Stored items:
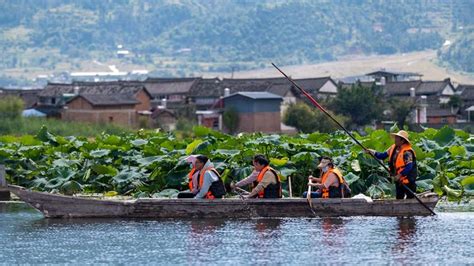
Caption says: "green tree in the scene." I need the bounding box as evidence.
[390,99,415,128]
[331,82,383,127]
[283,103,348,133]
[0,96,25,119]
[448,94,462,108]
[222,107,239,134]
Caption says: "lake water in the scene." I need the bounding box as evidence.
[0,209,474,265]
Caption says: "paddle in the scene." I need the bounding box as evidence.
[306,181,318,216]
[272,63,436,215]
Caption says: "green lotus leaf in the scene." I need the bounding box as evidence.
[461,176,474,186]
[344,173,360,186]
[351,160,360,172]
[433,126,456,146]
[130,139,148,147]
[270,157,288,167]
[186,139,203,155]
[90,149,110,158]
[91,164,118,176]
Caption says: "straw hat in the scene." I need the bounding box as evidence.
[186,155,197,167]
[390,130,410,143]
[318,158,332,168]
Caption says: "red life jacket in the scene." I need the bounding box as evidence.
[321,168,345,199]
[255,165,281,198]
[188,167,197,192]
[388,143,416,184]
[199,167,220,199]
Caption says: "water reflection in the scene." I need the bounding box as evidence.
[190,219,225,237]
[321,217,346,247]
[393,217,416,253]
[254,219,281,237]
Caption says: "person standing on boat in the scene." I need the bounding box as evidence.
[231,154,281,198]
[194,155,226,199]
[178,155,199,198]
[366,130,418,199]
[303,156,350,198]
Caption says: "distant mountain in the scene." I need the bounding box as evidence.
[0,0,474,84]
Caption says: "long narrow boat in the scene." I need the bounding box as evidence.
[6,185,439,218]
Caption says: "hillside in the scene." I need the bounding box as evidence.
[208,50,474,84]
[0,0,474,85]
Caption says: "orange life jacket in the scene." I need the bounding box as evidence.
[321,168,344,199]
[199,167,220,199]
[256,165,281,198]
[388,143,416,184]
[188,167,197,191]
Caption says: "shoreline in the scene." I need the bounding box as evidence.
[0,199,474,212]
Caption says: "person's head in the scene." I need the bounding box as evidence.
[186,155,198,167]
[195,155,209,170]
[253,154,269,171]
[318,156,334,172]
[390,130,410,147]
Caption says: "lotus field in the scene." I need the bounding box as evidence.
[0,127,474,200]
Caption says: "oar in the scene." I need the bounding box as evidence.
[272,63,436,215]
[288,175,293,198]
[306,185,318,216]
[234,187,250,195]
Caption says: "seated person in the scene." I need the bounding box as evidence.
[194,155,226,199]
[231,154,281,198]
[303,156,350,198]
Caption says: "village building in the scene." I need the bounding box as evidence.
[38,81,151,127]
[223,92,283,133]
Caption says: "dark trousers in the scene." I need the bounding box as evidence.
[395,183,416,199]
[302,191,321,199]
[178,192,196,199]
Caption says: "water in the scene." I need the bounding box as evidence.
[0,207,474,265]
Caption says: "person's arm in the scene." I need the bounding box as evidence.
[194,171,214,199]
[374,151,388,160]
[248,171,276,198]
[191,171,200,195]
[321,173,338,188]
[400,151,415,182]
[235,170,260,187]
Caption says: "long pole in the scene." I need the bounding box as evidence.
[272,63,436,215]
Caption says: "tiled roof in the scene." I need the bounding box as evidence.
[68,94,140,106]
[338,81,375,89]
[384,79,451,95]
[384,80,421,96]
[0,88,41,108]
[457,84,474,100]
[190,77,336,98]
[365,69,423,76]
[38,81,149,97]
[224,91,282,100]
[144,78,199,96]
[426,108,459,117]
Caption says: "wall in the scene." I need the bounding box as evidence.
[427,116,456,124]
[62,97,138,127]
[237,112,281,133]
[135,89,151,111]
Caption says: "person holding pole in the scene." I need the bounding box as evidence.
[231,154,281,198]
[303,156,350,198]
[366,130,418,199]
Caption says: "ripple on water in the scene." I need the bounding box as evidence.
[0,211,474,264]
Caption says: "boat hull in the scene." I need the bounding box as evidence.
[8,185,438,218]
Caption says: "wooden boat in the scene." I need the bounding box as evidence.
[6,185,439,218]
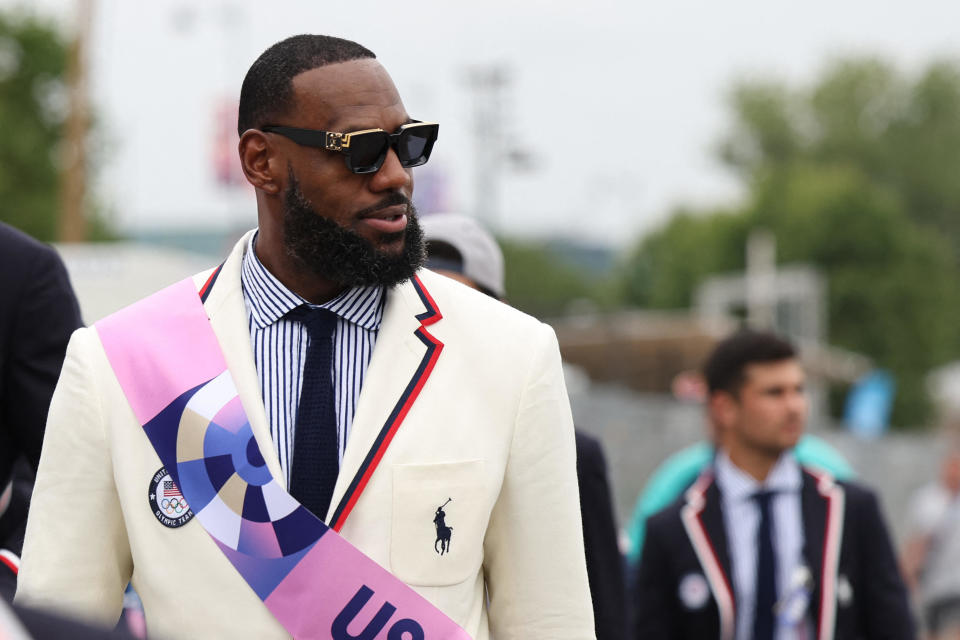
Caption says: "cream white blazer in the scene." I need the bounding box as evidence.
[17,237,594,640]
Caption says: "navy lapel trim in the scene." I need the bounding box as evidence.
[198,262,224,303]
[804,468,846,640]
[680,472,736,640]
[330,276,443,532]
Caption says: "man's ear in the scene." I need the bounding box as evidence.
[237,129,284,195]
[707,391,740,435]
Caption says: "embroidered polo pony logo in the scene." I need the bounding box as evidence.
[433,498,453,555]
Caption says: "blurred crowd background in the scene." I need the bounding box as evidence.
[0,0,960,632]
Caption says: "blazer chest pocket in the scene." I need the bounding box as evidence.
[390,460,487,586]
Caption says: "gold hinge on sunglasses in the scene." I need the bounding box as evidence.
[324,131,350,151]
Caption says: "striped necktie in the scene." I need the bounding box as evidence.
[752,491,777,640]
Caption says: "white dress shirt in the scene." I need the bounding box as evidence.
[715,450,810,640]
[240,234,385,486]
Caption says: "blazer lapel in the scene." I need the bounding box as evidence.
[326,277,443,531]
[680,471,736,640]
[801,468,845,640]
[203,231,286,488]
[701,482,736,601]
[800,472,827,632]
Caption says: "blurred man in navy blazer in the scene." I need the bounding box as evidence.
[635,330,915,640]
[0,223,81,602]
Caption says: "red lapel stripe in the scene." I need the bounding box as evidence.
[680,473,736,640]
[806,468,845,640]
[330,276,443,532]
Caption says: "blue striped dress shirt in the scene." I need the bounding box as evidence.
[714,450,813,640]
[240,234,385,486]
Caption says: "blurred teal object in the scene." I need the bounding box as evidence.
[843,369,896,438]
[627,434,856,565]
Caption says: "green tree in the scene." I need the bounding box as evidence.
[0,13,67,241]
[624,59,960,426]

==

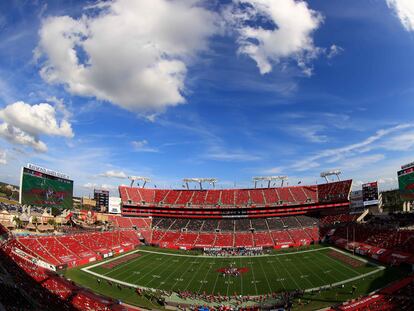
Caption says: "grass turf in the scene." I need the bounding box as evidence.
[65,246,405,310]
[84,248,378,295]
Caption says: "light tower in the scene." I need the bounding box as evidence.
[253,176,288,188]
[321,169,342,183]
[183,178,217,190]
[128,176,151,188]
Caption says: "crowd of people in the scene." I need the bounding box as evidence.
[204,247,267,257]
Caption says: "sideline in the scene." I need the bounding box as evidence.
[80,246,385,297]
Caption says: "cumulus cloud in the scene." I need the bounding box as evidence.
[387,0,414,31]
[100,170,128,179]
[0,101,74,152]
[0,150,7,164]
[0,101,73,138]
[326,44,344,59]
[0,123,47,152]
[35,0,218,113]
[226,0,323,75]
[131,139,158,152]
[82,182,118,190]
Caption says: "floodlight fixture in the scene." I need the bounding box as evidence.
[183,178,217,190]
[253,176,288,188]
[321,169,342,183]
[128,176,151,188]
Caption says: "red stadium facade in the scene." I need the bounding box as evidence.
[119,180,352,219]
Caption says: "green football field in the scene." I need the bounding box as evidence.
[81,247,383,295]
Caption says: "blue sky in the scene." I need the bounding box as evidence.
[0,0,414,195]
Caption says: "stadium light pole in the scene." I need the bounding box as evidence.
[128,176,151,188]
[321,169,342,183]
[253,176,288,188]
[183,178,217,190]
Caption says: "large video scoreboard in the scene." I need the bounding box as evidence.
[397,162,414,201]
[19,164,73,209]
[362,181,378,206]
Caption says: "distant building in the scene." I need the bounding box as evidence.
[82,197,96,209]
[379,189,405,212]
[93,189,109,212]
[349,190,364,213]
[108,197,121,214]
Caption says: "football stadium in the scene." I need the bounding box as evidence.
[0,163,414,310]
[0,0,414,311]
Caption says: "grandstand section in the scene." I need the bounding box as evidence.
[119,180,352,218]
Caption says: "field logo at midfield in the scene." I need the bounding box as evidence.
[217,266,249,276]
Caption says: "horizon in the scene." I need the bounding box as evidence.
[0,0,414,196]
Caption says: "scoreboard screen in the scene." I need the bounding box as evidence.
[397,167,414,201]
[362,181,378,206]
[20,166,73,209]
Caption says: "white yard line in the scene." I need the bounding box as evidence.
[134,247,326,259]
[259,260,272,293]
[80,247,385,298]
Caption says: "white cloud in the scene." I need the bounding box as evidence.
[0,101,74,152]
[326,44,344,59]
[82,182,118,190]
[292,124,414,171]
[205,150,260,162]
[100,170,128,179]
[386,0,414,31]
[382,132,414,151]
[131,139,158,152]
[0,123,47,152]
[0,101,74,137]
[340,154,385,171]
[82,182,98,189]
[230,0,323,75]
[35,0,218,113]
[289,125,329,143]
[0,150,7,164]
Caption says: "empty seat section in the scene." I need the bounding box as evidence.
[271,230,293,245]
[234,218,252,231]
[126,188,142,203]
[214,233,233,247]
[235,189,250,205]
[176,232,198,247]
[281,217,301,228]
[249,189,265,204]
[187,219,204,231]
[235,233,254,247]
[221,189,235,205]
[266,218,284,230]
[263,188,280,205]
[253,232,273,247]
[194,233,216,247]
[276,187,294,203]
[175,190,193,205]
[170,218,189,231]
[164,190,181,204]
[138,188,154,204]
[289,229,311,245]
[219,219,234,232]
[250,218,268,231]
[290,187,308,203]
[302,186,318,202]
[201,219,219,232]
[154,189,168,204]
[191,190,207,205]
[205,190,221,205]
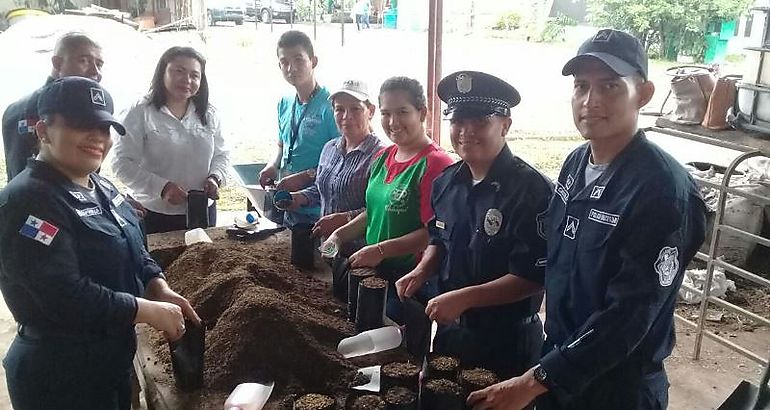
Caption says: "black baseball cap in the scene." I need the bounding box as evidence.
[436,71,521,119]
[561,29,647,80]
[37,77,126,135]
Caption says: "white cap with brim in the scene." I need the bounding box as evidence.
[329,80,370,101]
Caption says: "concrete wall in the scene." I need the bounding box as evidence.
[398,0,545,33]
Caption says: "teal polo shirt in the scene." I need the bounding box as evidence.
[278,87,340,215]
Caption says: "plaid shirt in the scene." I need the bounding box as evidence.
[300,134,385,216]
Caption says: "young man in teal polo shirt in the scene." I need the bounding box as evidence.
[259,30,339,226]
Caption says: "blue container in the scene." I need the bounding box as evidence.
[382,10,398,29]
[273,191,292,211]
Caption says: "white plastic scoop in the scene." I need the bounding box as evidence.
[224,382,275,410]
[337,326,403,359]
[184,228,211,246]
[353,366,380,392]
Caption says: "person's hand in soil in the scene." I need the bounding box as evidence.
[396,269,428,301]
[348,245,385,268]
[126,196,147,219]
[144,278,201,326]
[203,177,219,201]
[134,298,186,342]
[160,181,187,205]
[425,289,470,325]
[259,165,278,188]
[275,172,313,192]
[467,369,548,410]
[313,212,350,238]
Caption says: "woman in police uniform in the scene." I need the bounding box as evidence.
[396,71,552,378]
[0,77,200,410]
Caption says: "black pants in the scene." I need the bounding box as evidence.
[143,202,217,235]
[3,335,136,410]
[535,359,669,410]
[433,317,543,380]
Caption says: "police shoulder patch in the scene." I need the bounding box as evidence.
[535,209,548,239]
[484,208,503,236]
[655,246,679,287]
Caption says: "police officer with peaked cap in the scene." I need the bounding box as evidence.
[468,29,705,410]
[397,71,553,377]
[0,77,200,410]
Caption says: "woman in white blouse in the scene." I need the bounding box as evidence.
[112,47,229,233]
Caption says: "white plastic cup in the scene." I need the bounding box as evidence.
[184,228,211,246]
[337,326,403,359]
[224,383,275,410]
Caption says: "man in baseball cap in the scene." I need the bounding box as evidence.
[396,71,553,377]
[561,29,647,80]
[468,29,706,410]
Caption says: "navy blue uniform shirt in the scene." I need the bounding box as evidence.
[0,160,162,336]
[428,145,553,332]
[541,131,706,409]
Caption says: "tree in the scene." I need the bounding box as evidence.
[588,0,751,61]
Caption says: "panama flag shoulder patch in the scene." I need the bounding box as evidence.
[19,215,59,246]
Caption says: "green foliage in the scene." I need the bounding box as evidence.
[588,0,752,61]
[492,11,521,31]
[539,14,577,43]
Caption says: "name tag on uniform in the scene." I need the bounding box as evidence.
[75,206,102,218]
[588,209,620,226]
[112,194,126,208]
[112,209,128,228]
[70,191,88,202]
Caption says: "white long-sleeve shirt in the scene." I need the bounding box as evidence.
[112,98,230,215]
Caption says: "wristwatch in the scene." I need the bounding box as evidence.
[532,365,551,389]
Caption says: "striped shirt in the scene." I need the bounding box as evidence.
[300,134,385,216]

Required task:
Please copy everything from the line containing "roof in the" down to the line containing "[390,460,487,586]", swapping "wooden boat" for "rowboat" and changing nothing else. Omit the pictures from your answer.

Task solution:
Caption says: "tiled roof in the scene." I need the bounding box as evidence.
[68,94,140,106]
[338,81,375,89]
[384,79,451,95]
[384,80,421,96]
[0,88,41,108]
[457,84,474,100]
[190,77,336,98]
[365,69,423,76]
[38,81,149,97]
[224,91,282,100]
[144,78,199,96]
[426,108,459,117]
Caption says: "wall in the scene." I need the bounding box as evidence.
[427,116,456,124]
[62,97,138,127]
[237,112,281,133]
[135,89,151,111]
Caption says: "person holding pole in the scene." I need the bounding box as evidence.
[231,154,281,198]
[303,156,350,198]
[366,130,418,199]
Caption says: "ripple on water in the scene." I need the bounding box as evidence.
[0,211,474,264]
Caption says: "boat hull in the scene." I need the bounding box as evidence.
[8,185,438,218]
Caption says: "rowboat in the scene." I need the bounding box as evidence.
[6,185,439,218]
Caption says: "cream white blazer in the scene." I need the bounding box as evidence.
[17,237,594,640]
Caption says: "navy lapel trim in the scene." I need the bounding box as evidence.
[198,262,224,303]
[804,468,846,640]
[680,472,736,640]
[330,276,443,532]
Caption says: "man's ear in the scene." I need the bounding box as evidence.
[237,129,284,195]
[707,391,740,435]
Caption says: "embroidered polo pony logo in the scene." I need the bounding box as evidence.
[433,498,453,555]
Caption says: "blurred crowd background in the scene." I need the bounding box as evidence.
[0,0,960,632]
Caption says: "blazer chest pocket in the scene." I need the bounding box as evidence.
[390,460,487,586]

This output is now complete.